Exercise instructions >> Reproduce every line of the material between the lines holding "Double-check for me: the white church" and "[280,128,373,152]", inclusive, and add 123 to each coordinate in the answers while leaving all other text unchanged.
--- start Information provided ---
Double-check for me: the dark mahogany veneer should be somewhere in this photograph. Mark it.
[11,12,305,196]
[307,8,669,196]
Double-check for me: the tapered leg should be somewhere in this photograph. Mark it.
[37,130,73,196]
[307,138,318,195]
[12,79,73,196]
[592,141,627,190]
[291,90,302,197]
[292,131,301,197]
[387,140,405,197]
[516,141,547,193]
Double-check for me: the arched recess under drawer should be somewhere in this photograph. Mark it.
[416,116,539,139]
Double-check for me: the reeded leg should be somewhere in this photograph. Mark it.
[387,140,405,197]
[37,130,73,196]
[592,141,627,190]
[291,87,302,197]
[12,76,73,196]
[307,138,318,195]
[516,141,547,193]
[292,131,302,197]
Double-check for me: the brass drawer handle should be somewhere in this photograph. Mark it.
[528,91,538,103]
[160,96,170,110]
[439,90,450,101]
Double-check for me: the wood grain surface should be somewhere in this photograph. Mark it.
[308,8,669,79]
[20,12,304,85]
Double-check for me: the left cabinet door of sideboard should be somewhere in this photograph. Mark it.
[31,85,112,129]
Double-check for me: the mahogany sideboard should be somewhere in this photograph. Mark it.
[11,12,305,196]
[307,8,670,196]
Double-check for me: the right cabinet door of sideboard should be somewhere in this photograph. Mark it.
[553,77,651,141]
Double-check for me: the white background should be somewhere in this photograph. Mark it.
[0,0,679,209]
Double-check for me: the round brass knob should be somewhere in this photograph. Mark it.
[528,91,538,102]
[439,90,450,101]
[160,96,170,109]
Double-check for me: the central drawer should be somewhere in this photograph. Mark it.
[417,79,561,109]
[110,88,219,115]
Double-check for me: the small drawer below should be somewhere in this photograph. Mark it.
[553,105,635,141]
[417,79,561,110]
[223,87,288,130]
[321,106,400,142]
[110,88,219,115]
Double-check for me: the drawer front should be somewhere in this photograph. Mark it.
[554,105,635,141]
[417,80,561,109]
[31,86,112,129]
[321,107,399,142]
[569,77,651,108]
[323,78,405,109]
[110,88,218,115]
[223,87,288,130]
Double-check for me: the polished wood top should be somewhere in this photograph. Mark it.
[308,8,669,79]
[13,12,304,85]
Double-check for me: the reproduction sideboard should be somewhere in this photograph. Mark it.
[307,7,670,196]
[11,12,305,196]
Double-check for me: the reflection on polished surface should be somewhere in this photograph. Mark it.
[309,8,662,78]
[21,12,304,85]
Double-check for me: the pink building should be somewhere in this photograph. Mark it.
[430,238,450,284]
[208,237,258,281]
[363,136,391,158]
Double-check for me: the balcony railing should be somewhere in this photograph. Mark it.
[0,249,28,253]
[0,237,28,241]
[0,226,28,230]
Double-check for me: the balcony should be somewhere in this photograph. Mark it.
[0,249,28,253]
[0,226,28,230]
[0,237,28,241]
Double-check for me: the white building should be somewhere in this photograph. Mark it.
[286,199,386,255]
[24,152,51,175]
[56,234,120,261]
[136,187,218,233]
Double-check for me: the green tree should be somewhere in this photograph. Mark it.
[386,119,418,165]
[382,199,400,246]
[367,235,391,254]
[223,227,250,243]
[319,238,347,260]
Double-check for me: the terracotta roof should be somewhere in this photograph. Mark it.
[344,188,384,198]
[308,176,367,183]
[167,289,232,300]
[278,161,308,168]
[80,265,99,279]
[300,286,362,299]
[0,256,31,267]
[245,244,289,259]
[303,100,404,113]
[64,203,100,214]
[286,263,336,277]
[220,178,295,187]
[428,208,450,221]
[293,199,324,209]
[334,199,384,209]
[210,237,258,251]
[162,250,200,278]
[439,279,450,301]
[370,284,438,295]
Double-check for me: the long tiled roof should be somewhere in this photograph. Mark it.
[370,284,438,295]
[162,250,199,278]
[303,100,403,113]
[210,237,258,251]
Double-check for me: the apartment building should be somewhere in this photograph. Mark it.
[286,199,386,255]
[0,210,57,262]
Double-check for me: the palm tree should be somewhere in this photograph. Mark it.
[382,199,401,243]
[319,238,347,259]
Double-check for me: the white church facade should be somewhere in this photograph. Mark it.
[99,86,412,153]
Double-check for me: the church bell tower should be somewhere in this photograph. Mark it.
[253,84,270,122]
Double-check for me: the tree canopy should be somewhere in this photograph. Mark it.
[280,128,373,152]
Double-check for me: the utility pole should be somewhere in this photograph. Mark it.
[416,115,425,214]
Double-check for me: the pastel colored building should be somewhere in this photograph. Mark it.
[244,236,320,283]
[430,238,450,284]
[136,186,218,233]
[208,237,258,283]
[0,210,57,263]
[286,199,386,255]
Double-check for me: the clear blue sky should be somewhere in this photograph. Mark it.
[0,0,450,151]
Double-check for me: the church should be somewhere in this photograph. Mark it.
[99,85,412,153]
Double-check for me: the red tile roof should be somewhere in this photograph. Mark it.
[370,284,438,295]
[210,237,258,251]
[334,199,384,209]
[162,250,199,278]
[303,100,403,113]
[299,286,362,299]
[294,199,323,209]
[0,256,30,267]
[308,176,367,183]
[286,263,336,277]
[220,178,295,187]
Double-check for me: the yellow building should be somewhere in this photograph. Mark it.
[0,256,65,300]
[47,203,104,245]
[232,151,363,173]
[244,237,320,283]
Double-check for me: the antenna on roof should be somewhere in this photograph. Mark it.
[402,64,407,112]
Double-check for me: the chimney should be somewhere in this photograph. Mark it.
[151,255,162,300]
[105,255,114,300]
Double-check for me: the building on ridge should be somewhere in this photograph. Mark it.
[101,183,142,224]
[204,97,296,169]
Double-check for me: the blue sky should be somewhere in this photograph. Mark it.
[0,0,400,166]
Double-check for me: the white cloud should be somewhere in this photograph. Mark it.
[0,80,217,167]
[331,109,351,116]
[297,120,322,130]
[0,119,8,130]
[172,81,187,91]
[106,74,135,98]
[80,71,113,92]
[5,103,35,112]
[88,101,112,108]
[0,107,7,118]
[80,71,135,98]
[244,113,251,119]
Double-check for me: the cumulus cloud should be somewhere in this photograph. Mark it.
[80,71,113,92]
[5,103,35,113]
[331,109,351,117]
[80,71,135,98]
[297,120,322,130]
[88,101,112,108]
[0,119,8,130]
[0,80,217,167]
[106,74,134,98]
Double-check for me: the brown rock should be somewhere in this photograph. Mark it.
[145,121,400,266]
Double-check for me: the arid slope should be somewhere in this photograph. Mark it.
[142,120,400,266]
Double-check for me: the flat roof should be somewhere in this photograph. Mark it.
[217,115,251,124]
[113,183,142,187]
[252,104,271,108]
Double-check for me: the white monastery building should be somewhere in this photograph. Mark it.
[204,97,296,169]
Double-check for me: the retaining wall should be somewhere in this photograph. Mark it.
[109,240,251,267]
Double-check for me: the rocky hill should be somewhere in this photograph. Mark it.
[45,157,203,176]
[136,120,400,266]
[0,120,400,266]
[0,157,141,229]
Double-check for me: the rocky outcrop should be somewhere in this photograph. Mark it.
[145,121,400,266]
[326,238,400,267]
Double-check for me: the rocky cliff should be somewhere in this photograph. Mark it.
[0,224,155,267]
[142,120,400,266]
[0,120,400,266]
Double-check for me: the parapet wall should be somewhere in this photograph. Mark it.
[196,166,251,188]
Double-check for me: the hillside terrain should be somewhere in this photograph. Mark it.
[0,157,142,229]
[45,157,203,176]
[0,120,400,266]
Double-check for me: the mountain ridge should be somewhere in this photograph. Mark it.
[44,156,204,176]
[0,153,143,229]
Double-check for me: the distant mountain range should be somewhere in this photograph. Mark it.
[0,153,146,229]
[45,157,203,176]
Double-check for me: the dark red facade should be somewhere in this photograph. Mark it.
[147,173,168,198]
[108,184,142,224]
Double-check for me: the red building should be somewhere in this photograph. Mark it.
--- end Information provided ---
Full answer >>
Double-check for me: the white church facade should be somewhere in this photograph. Mark it.
[222,209,535,276]
Double-check for me: the church bell tower should be somewhere in this photograph. Mark it.
[376,207,393,245]
Double-check for me: the tree canopy should be somewhere in this photograph. Mark it.
[403,251,496,275]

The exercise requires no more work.